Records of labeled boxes
= = =

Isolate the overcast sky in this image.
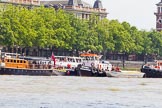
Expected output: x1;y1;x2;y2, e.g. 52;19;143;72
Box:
84;0;161;30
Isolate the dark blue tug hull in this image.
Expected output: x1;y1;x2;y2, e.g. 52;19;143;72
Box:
141;67;162;78
0;68;55;76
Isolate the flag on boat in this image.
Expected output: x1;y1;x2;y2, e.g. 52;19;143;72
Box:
51;52;56;67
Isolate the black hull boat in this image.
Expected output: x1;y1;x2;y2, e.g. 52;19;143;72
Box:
141;66;162;78
0;68;65;76
0;68;53;76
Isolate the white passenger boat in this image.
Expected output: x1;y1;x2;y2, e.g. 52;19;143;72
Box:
106;70;144;78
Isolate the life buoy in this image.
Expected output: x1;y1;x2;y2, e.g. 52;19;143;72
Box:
67;64;71;69
91;63;94;66
82;62;85;66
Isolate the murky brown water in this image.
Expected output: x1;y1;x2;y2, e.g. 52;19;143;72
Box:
0;76;162;108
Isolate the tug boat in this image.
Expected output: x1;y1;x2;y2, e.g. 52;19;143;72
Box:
141;61;162;78
0;52;65;76
67;53;112;77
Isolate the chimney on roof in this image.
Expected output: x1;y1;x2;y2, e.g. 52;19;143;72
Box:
93;0;103;9
68;0;78;6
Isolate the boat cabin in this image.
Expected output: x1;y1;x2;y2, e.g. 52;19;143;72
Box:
55;56;83;68
1;58;29;68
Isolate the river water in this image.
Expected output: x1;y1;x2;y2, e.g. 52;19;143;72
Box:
0;75;162;108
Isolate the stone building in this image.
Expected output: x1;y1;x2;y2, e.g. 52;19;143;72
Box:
40;0;108;19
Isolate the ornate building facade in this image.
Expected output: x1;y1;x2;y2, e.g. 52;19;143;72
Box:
40;0;108;19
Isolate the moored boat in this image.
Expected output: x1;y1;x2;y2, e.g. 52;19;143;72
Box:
0;52;65;76
67;53;112;77
141;61;162;78
106;71;145;78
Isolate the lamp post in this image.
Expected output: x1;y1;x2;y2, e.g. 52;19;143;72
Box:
122;52;125;69
144;53;147;64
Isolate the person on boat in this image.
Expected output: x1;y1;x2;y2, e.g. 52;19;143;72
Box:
111;65;115;71
115;66;120;72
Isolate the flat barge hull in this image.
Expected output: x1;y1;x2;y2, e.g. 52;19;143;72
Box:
0;68;54;76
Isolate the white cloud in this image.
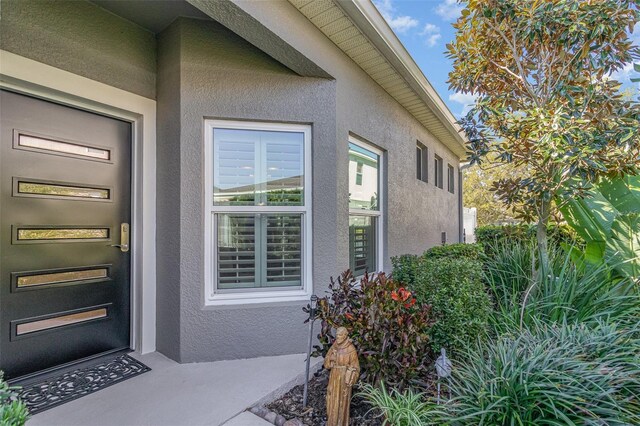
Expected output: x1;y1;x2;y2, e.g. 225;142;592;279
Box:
631;22;640;46
436;0;464;21
420;23;442;47
374;0;419;33
449;92;478;117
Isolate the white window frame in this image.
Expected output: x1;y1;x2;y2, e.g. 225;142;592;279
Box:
347;135;386;273
203;120;313;306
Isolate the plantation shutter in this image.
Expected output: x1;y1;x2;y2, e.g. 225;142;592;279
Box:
266;215;302;287
217;214;258;289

= = =

> Given instruction:
Rewrite the rows from the line with "Isolate the lamp post in this image." to the line with "203;120;313;306", changing "Expected output" to "Required format" and keeping everything else the same. Leave the pictures out.

> The completed task:
Isolate the lamp post in this image.
Required format: x1;y1;x2;y2, e.g. 52;19;143;72
Box:
122;52;125;69
144;53;147;64
Isolate the person on boat in this image.
Required format: x1;y1;x2;y2, e.g. 52;19;143;72
Box:
111;65;115;71
115;66;120;72
Isolate the flat barge hull in this image.
Required format: x1;y1;x2;y2, e.g. 52;19;143;72
Box:
0;68;54;76
Isolate the white cloud in this image.
Required format: x1;y1;x2;y2, e.g. 225;142;592;279
Box:
631;22;640;46
436;0;464;21
420;23;442;47
374;0;419;33
449;92;478;117
Isolate the white window frame in this image.
Required format: x1;y1;x2;y2, e.g. 225;142;592;279
Box:
347;135;386;273
203;120;313;306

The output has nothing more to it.